#### [Aim of the task]
Find every line in the records that holds the string "trunk". Copy each one.

#### [Records for the exercise]
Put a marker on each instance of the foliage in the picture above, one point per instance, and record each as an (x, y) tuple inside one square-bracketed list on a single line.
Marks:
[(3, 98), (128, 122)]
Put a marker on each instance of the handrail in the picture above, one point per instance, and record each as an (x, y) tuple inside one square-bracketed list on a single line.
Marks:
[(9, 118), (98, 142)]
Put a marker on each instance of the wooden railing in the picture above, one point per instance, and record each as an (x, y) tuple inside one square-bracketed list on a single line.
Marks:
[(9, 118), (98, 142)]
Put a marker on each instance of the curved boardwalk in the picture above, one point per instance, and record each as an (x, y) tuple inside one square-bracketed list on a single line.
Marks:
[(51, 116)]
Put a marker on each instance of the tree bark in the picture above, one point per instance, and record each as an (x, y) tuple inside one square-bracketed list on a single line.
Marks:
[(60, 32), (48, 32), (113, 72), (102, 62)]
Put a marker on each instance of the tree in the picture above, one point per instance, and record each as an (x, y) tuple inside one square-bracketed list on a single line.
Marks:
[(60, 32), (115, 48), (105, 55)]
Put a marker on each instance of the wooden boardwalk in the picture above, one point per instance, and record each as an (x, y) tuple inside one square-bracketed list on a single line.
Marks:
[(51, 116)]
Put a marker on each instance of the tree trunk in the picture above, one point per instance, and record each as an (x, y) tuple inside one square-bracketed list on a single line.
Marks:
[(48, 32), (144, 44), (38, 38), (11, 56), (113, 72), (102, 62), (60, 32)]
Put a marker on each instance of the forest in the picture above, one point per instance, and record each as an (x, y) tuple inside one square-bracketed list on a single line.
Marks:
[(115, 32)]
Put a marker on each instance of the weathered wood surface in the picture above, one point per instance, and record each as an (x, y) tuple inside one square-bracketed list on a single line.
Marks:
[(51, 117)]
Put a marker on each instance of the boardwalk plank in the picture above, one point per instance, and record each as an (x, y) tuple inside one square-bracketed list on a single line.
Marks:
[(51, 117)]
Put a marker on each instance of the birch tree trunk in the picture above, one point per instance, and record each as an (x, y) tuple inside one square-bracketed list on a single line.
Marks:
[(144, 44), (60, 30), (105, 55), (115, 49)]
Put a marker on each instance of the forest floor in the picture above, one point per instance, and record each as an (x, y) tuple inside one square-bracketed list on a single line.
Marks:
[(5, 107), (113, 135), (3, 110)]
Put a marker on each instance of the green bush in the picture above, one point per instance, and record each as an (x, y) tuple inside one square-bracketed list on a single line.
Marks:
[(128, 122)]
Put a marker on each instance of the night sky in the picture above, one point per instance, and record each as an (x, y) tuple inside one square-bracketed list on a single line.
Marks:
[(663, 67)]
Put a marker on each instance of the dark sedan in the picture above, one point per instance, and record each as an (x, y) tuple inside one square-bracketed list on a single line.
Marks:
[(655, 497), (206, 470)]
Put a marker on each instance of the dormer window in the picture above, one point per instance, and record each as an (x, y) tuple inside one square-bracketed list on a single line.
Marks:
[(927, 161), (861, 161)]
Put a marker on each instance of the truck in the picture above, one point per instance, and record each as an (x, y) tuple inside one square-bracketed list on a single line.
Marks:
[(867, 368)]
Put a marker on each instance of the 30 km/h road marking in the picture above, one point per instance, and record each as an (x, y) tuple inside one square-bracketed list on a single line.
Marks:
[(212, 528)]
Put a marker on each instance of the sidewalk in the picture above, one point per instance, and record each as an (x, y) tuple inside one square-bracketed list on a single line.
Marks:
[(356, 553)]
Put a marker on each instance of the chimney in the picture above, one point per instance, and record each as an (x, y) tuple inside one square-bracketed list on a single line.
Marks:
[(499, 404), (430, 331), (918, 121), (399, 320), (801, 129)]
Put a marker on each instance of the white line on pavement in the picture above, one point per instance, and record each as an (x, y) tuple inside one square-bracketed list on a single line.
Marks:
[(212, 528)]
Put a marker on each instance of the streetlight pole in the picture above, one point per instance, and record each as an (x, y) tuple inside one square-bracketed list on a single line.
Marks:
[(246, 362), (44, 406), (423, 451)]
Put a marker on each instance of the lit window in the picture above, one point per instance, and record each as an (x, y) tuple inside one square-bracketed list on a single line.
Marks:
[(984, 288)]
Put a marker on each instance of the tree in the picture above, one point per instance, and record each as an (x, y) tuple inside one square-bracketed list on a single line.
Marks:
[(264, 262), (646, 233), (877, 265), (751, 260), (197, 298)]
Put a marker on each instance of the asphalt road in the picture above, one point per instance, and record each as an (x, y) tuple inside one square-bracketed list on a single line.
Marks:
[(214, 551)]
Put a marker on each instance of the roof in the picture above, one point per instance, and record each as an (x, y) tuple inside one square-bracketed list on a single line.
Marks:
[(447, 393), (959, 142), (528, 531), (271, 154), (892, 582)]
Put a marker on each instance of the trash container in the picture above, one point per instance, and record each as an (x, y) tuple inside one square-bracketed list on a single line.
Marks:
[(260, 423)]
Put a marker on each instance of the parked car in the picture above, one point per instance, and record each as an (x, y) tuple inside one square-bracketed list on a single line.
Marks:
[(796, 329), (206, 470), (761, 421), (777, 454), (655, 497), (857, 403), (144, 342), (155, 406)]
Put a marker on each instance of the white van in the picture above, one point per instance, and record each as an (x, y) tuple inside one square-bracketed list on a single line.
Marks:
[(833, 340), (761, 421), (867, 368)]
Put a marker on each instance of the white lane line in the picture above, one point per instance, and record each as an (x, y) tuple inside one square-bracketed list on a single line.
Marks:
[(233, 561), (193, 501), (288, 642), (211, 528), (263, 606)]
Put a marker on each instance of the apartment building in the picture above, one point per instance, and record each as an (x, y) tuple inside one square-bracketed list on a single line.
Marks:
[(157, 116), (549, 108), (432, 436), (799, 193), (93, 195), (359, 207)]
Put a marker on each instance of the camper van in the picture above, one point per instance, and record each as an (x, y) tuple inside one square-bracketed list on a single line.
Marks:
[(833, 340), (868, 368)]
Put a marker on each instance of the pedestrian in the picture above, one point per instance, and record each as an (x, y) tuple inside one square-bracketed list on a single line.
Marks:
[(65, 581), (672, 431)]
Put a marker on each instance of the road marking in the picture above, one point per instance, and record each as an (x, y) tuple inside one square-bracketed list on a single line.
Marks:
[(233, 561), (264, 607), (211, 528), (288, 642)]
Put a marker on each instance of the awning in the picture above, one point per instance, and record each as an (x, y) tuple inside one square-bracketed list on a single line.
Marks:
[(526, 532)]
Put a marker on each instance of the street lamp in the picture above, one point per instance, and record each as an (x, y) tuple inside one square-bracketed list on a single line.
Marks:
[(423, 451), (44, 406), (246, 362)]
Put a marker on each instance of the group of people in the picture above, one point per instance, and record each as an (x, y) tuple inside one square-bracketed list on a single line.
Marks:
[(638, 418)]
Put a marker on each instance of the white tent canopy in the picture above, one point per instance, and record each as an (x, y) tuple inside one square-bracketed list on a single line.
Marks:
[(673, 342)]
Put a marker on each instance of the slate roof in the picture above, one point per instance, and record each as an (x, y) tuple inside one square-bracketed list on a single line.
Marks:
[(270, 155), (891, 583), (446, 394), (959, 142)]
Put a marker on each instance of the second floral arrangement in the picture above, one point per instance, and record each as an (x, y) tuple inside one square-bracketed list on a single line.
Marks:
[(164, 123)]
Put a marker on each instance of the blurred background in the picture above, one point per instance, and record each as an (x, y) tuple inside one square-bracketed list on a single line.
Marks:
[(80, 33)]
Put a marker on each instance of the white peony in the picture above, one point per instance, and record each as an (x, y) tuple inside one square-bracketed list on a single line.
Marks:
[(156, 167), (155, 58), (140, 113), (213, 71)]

#### [Answer to this exercise]
Put a marker on each instance of the tree trunk in the picture above, one point per instance, and record each as an (x, y) tuple inside one square-bracketed list on a single line.
Put a marker on each instance of the birch tree trunk in the picture above, one point per instance, and record each as an (x, y) tuple inside one square-bracketed list on a single line.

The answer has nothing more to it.